▶ EXCERPT PROVIDED
Typically you get a new reference to a variable when it is created or
is the return value of some function (there are some prominent
exceptions, however — such as getting an item out of a tuple or a
dictionary). When you own the reference, you are responsible to make
sure that Py_DECREF
(var) is called when the variable is no
longer necessary (and no other function has “stolen” its
reference). Also, if you are passing a Python object to a function
that will “steal” the reference, then you need to make sure you own it
(or use Py_INCREF
to get your own reference). You will also
encounter the notion of borrowing a reference. A function that borrows
a reference does not alter the reference count of the object and does
not expect to “hold on “to the reference. It’s just going to use the
object temporarily. When you use PyArg_ParseTuple
or
PyArg_UnpackTuple
you receive a borrowed reference to the
objects in the tuple and should not alter their reference count inside
your function. With practice, you can learn to get reference counting
right, but it can be frustrating at first.

▶ RECORDS FOR PROCESSING
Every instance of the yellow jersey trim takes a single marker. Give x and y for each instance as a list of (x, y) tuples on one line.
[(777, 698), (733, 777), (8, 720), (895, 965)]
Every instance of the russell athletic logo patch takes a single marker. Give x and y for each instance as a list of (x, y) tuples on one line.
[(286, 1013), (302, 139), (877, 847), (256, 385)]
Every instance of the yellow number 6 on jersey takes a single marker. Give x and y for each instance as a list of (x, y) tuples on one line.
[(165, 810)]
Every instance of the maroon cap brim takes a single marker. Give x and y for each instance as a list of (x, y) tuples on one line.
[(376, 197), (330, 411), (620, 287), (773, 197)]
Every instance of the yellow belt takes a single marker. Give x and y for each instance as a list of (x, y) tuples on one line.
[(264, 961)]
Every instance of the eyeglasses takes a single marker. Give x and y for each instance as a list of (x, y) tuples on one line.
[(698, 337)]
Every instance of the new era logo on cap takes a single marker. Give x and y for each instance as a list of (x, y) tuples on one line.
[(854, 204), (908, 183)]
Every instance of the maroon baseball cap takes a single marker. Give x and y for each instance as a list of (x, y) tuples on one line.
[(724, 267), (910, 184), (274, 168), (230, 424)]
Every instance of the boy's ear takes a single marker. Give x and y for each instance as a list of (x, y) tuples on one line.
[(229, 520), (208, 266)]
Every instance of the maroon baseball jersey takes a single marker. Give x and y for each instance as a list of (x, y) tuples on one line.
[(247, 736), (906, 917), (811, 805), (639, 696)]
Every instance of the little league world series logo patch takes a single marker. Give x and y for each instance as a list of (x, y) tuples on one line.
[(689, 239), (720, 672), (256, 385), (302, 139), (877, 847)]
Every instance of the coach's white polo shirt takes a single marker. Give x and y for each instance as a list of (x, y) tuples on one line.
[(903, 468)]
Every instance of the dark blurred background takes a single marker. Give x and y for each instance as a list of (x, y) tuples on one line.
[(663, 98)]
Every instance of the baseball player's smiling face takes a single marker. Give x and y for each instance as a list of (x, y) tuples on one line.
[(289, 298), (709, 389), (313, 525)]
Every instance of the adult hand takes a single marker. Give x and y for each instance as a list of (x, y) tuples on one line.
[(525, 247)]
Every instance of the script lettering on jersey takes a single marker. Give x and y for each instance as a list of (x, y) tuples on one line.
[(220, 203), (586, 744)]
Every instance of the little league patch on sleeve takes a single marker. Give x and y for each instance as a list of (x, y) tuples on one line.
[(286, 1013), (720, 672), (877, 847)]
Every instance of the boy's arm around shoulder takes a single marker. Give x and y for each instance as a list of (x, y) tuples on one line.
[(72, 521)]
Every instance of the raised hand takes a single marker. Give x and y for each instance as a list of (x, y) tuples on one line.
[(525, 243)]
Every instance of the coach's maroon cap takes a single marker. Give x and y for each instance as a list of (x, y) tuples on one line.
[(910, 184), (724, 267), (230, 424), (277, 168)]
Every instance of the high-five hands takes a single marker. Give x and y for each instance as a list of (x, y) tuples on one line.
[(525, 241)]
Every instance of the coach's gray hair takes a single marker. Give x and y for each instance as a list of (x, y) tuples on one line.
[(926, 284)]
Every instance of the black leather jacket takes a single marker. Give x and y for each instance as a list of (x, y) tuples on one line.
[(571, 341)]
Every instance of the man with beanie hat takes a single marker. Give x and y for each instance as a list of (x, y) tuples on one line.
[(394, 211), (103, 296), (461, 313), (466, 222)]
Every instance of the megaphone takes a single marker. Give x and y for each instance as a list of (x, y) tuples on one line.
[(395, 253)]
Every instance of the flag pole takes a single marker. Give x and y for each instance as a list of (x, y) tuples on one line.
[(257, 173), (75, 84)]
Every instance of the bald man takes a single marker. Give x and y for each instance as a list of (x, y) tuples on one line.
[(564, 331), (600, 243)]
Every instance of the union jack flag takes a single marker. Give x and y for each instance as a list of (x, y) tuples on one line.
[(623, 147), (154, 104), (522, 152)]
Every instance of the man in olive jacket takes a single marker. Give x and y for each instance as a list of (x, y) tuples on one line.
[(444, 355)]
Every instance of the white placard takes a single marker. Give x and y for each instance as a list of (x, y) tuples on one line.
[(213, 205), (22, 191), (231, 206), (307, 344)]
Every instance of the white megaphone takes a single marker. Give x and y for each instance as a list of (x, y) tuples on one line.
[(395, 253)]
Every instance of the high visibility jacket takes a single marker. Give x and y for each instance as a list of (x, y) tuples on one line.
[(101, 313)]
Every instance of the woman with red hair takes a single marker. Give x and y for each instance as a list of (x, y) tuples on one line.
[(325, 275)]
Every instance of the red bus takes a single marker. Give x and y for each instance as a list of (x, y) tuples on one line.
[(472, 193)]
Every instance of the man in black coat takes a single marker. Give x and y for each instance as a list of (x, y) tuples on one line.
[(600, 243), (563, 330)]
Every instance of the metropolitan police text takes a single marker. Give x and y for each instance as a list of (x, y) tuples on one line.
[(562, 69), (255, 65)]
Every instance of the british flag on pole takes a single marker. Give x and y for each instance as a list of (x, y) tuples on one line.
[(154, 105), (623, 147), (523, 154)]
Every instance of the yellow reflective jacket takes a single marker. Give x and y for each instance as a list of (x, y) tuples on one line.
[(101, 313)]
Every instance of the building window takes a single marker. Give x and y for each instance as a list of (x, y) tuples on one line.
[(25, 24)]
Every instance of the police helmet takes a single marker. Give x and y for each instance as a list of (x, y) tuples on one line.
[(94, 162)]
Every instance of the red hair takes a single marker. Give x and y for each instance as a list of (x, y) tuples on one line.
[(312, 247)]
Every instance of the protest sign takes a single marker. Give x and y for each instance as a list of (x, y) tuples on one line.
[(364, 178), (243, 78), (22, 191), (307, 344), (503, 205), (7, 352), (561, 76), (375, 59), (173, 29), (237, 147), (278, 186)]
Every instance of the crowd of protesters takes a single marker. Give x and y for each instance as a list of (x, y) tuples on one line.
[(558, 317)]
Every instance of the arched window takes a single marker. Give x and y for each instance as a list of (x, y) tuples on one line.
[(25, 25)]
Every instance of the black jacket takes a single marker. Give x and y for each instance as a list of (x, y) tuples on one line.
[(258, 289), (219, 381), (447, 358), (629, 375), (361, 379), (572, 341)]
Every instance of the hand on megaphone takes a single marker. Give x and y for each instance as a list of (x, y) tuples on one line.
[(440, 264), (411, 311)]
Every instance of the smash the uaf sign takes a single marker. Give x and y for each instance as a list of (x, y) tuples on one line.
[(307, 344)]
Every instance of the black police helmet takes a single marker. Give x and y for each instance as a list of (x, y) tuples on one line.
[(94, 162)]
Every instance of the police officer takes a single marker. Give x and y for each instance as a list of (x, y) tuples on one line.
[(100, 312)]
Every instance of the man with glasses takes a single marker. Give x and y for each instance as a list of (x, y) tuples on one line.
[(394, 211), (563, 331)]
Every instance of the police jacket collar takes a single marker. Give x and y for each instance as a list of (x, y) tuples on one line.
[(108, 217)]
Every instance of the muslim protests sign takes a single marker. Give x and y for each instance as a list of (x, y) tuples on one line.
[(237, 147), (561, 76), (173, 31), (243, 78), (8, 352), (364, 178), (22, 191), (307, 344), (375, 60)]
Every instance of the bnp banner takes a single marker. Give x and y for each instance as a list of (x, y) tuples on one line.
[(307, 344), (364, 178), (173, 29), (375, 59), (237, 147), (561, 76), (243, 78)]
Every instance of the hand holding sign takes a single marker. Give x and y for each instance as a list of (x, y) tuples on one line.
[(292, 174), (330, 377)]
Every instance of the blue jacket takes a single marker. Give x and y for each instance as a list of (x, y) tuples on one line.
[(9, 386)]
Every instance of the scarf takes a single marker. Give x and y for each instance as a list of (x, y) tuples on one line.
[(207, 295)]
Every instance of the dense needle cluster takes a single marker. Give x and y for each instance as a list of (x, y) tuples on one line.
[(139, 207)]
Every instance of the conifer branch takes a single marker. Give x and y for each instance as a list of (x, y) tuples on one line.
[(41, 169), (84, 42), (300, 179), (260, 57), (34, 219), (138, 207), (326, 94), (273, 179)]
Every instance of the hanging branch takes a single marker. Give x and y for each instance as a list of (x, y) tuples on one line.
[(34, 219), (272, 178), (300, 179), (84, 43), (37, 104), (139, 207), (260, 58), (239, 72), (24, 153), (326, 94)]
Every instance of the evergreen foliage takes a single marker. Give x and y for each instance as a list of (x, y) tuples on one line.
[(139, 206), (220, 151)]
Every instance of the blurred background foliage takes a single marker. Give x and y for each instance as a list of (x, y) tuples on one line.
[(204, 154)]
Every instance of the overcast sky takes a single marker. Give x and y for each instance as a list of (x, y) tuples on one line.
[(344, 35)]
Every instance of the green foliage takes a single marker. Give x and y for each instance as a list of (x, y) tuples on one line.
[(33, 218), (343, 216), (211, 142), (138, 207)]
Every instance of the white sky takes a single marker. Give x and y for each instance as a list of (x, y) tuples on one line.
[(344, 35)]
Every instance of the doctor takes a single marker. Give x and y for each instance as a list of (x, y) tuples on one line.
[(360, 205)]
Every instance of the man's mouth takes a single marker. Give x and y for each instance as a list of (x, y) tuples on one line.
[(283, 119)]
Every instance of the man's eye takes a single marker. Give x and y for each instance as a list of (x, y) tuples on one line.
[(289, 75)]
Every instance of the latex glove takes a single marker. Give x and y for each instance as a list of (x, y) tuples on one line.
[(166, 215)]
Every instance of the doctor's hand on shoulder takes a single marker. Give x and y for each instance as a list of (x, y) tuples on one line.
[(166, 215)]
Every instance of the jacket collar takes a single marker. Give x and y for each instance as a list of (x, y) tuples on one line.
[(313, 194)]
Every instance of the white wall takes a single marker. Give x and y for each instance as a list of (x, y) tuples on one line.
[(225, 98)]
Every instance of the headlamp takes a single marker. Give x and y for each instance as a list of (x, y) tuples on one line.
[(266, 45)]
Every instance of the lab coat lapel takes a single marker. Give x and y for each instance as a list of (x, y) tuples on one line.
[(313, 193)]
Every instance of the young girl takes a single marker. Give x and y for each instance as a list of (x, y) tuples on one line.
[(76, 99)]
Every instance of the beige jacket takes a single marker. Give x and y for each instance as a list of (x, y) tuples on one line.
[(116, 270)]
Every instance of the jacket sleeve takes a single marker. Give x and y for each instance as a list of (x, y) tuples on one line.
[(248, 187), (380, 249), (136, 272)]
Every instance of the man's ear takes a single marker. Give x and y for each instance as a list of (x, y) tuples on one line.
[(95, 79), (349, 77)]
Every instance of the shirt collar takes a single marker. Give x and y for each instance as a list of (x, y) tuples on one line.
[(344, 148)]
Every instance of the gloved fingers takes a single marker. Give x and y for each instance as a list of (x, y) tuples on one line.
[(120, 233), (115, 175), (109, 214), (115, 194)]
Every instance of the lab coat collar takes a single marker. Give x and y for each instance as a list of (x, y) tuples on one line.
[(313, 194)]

▶ PROBLEM SET
a: Can you copy the records word for word, beginning at the line that contains "Every instance of the blue" and stopping after the line that contains "[(139, 206), (220, 151)]"?
b: Could you pick up the passage on reference counting in Python's C API where it ends and keep writing?

▶ EXERCISE RESULTS
a:
Every instance of the blue jacket takes a single marker. Give x and y for each instance as a list of (x, y) tuples on one line.
[(9, 386)]
Every instance of the scarf takes a single marker. Give x and y for each instance as a list of (x, y) tuples on one line.
[(207, 295)]
Every instance of the dense needle cluster takes a single marker. Give x and y for each instance as a list of (x, y) tuples on one line.
[(139, 207)]
Every instance of the conifer branch takes a single marker. Give x and y for each instance as a list of (x, y) tuples on one line.
[(41, 169), (84, 42), (300, 179), (260, 57), (34, 219), (138, 207), (326, 94), (273, 179)]
Every instance of the hanging branch takes a single marker. Give x and y for each instance as a list of (x, y) tuples on one line.
[(34, 219), (272, 178), (300, 179), (84, 43), (37, 104), (139, 207), (260, 58), (239, 72), (24, 153), (326, 94)]
Every instance of the evergreen foliage takes a single marker. Give x and y for each instance as a list of (x, y) tuples on one line.
[(139, 206), (220, 151)]

b:
One common source of reference-count errors is the Py_BuildValue
function. Pay careful attention to the difference between the ‘N’
format character and the ‘O’ format character. If you create a new
object in your subroutine (such as an output array), and you are
passing it back in a tuple of return values, then you should most-
likely use the ‘N’ format character in Py_BuildValue
. The ‘O’
character will increase the reference count by one. This will leave
the caller with two reference counts for a brand-new array. When the
variable is deleted and the reference count decremented by one, there
will still be that extra reference count, and the array will never be
deallocated. You will have a reference-counting induced memory leak.
Using the ‘N’ character will avoid this situation as it will return to
the caller an object (inside the tuple) with a single reference count.
Dealing with array objects¶
Most extension modules for NumPy will need to access the memory for an ndarray object (or one of it’s sub-classes). The easiest way to do this doesn’t require you to know much about the internals of NumPy. The method is to
Ensure you are dealing with a well-behaved array (aligned, in machine byte-order and single-segment) of the correct type and number of dimensions.
- By converting it from some Python object using
PyArray_FromAny
or a macro built on it. - By constructing a new ndarray of your desired shape and type
using
PyArray_NewFromDescr
or a simpler macro or function based on it.
- By converting it from some Python object using
Get the shape of the array and a pointer to its actual data.
Pass the data and shape information on to a subroutine or other section of code that actually performs the computation.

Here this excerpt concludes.